• ASSIGNMENT:
Would you please set down the entries below exactly as shown?

• MATERIAL SUPPLIED:
....

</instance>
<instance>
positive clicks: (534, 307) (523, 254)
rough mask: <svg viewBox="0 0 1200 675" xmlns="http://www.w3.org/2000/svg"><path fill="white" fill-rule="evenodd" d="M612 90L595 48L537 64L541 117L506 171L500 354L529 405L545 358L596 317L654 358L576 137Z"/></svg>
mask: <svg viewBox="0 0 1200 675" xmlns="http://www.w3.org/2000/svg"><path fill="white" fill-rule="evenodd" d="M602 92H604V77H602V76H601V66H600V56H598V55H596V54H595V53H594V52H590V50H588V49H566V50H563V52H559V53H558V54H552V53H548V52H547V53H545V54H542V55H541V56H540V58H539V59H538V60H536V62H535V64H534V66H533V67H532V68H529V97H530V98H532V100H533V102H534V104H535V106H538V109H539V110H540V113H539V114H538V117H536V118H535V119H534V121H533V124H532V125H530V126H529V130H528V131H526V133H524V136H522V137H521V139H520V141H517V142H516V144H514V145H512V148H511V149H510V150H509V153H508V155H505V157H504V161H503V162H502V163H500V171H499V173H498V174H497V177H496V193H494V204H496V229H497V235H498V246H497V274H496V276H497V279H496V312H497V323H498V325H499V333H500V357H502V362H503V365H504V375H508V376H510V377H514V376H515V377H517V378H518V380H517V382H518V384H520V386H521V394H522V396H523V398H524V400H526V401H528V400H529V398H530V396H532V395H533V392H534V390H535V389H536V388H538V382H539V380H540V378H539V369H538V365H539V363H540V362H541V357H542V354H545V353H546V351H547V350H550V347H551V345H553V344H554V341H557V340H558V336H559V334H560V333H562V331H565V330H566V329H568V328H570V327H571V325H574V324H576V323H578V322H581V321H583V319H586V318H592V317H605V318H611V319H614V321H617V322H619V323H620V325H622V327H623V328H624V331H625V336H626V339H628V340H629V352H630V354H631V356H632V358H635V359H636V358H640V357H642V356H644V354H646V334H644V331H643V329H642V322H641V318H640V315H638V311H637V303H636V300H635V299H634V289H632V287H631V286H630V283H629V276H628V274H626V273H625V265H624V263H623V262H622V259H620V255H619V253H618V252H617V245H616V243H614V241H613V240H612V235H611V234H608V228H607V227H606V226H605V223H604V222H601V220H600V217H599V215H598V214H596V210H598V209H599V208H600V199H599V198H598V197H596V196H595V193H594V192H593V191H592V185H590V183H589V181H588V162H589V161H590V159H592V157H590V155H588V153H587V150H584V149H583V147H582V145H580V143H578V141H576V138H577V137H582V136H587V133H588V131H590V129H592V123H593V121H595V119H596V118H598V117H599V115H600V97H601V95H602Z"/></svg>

....

• SOLUTION FOR THIS EXERCISE:
</instance>
<instance>
positive clicks: (534, 307) (523, 254)
rough mask: <svg viewBox="0 0 1200 675" xmlns="http://www.w3.org/2000/svg"><path fill="white" fill-rule="evenodd" d="M612 90L595 48L537 64L541 117L506 171L500 354L529 405L545 358L596 317L654 358L576 137Z"/></svg>
mask: <svg viewBox="0 0 1200 675" xmlns="http://www.w3.org/2000/svg"><path fill="white" fill-rule="evenodd" d="M602 92H604V77H602V76H601V66H600V56H598V55H596V54H595V53H594V52H590V50H588V49H566V50H563V52H559V53H558V54H552V53H548V52H547V53H545V54H542V55H541V56H540V58H539V59H538V60H536V62H535V64H534V66H533V67H532V68H529V97H530V98H532V100H533V102H534V104H535V106H538V109H539V110H540V113H539V114H538V117H536V118H535V119H534V121H533V124H532V125H530V126H529V130H528V131H526V133H524V136H522V137H521V139H520V141H517V142H516V144H514V145H512V148H511V149H510V150H509V153H508V155H505V157H504V161H503V162H502V163H500V171H499V173H498V174H497V177H496V193H494V204H496V229H497V235H498V246H497V274H496V276H497V279H496V312H497V323H498V325H499V333H500V357H502V362H503V365H504V375H508V376H510V377H514V376H515V377H517V378H518V380H517V382H518V384H520V386H521V394H522V396H523V398H524V400H526V401H528V400H529V398H530V396H532V395H533V392H534V390H535V389H536V388H538V382H539V380H540V378H539V369H538V365H539V363H540V362H541V357H542V354H545V353H546V351H547V350H550V347H551V345H553V344H554V341H557V340H558V336H559V334H560V333H562V331H565V330H566V329H568V328H570V327H571V325H574V324H576V323H578V322H581V321H583V319H586V318H592V317H605V318H611V319H614V321H617V322H619V323H620V325H622V327H623V328H624V331H625V336H626V339H628V340H629V352H630V354H631V356H632V358H635V359H636V358H640V357H642V356H644V354H646V334H644V331H643V329H642V322H641V318H640V315H638V311H637V303H636V300H635V299H634V289H632V287H631V286H630V283H629V276H628V274H626V273H625V265H624V263H623V262H622V259H620V255H619V253H618V252H617V245H616V243H614V241H613V240H612V235H611V234H608V228H607V227H606V226H605V223H604V222H601V220H600V217H599V215H598V214H596V210H598V209H599V208H600V199H599V198H598V197H596V196H595V193H594V192H593V191H592V185H590V183H589V181H588V162H589V161H590V159H592V157H590V155H588V153H587V150H584V149H583V147H582V145H580V143H578V141H576V138H577V137H582V136H587V133H588V131H590V129H592V123H593V121H595V119H596V118H598V117H599V115H600V97H601V95H602Z"/></svg>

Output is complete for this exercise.